-- Opening Marker --
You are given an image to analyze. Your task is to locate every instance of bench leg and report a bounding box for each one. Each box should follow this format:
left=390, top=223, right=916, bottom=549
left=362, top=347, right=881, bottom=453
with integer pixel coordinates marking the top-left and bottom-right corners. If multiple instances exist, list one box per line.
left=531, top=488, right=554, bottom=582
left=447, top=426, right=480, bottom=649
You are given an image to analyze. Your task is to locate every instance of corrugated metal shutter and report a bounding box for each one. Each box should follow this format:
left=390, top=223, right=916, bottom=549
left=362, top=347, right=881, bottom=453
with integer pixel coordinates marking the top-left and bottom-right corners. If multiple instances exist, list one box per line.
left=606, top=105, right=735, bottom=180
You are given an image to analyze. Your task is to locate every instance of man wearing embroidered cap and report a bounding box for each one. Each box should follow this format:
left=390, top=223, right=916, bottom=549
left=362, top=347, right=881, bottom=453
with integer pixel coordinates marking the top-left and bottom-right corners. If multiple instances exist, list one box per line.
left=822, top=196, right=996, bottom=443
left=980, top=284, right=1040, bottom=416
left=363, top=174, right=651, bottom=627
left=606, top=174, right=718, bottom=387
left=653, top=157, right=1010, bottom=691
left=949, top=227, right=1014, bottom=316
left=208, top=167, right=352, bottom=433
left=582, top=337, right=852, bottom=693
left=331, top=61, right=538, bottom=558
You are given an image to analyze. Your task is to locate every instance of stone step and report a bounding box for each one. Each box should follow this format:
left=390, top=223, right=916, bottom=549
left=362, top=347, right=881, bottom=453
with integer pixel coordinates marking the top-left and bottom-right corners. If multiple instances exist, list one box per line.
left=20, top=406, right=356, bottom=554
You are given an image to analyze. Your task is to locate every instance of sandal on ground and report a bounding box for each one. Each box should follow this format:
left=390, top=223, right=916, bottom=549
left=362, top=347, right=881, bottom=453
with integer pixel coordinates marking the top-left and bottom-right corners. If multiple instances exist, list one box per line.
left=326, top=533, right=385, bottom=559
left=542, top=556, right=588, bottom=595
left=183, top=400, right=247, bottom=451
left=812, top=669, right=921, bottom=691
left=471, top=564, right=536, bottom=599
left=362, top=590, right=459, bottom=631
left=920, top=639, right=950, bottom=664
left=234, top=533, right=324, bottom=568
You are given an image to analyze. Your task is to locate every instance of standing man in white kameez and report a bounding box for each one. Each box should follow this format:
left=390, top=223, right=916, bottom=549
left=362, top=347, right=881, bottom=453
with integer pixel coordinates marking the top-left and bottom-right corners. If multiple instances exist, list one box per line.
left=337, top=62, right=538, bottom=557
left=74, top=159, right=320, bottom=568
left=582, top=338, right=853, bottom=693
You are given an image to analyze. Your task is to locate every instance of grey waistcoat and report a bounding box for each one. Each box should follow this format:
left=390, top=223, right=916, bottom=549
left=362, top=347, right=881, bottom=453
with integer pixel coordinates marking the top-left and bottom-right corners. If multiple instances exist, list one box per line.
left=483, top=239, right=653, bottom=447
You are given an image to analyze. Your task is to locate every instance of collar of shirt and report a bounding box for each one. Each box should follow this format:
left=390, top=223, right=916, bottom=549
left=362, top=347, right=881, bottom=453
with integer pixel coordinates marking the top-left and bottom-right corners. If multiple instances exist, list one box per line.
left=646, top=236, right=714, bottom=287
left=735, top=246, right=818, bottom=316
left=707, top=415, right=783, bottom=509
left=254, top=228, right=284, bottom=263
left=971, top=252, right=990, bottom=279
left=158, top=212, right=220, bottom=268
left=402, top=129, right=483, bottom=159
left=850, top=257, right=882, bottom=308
-- Closing Marker --
- Work to be completed
The full set of entries must be transcribed exactly.

- Solution
You are given an image to analyze. Your task is to locate every instance of bench leg and report a bounding box for each one. Each box should follow this format:
left=390, top=223, right=916, bottom=549
left=362, top=347, right=881, bottom=453
with integer pixel coordinates marking the top-left and bottom-right corners. If multiple instances exist, list one box per line.
left=531, top=488, right=554, bottom=582
left=447, top=426, right=480, bottom=649
You are given an image to analyze. Your task is to locate every instance of corrugated metal shutter and report a bounding box for each one. Each box should follow this format:
left=390, top=223, right=916, bottom=549
left=362, top=347, right=881, bottom=453
with integer pixel coordinates marking the top-left and bottom-right corners. If multiple instances exist, list one box per line.
left=606, top=105, right=735, bottom=180
You are given an image to analyze. Your task is to locate every instance of man wearing embroidered cap and report a bounding box for each one. Each box should follow this format:
left=390, top=223, right=916, bottom=549
left=362, top=347, right=881, bottom=453
with integer pixel coordinates marking the top-left and bottom-right corners. If multiple instances exist, list one box per line.
left=822, top=196, right=996, bottom=443
left=980, top=284, right=1040, bottom=416
left=363, top=174, right=651, bottom=627
left=606, top=174, right=718, bottom=387
left=653, top=157, right=1010, bottom=691
left=949, top=227, right=1014, bottom=316
left=208, top=167, right=352, bottom=433
left=582, top=337, right=852, bottom=693
left=331, top=61, right=538, bottom=558
You are given an image to analyze. Your task is to locate every instance of stone step and report a bounding box for each one. Each box should follow this format:
left=390, top=223, right=916, bottom=549
left=362, top=347, right=881, bottom=453
with integer pixel coordinates marking the top-left and bottom-right corners. If multiple instances exist, list one box per line.
left=20, top=406, right=356, bottom=554
You are given an image to analyze. Your task is to locate every instance of sandal on ground and report a bounding box for each one. Each box should follow this format:
left=390, top=223, right=916, bottom=549
left=362, top=347, right=881, bottom=453
with integer pixel coordinates marking the top-left and bottom-right corners. If multiple instances exist, list one box per line.
left=326, top=533, right=385, bottom=559
left=542, top=556, right=588, bottom=595
left=183, top=400, right=247, bottom=451
left=812, top=669, right=921, bottom=691
left=471, top=564, right=536, bottom=599
left=362, top=590, right=459, bottom=631
left=920, top=639, right=950, bottom=664
left=234, top=533, right=324, bottom=568
You are given an image to analyze. Your task is to locate every instance of standing man in white kameez and report a bounding box for each one. Each box should follow this format:
left=390, top=223, right=916, bottom=549
left=362, top=347, right=881, bottom=453
with integer pixel coordinates marking the top-left and bottom-right corners. If multiple instances exist, list one box per line.
left=337, top=62, right=538, bottom=557
left=74, top=159, right=320, bottom=568
left=582, top=338, right=853, bottom=693
You are given an image to analyze. Your task is to locate every instance of grey waistcoat and report a bounding box for each one. Each box should follow this format:
left=390, top=223, right=916, bottom=549
left=362, top=347, right=881, bottom=453
with integer pixel coordinates marking the top-left and bottom-right corners. If multiple instances exist, list one box per line.
left=483, top=239, right=653, bottom=447
You are given an image to analyze. Your task is to locate every instance of collar of shirt and report a bounding box for each one. Each box should follow this format:
left=390, top=223, right=916, bottom=549
left=362, top=347, right=881, bottom=453
with integer pixel coordinates marking the top-left and bottom-right corners. If multiple instances exist, list one box per line.
left=646, top=236, right=714, bottom=287
left=735, top=246, right=818, bottom=316
left=707, top=415, right=783, bottom=509
left=254, top=228, right=284, bottom=263
left=971, top=252, right=990, bottom=279
left=158, top=212, right=220, bottom=268
left=402, top=129, right=483, bottom=159
left=850, top=257, right=882, bottom=308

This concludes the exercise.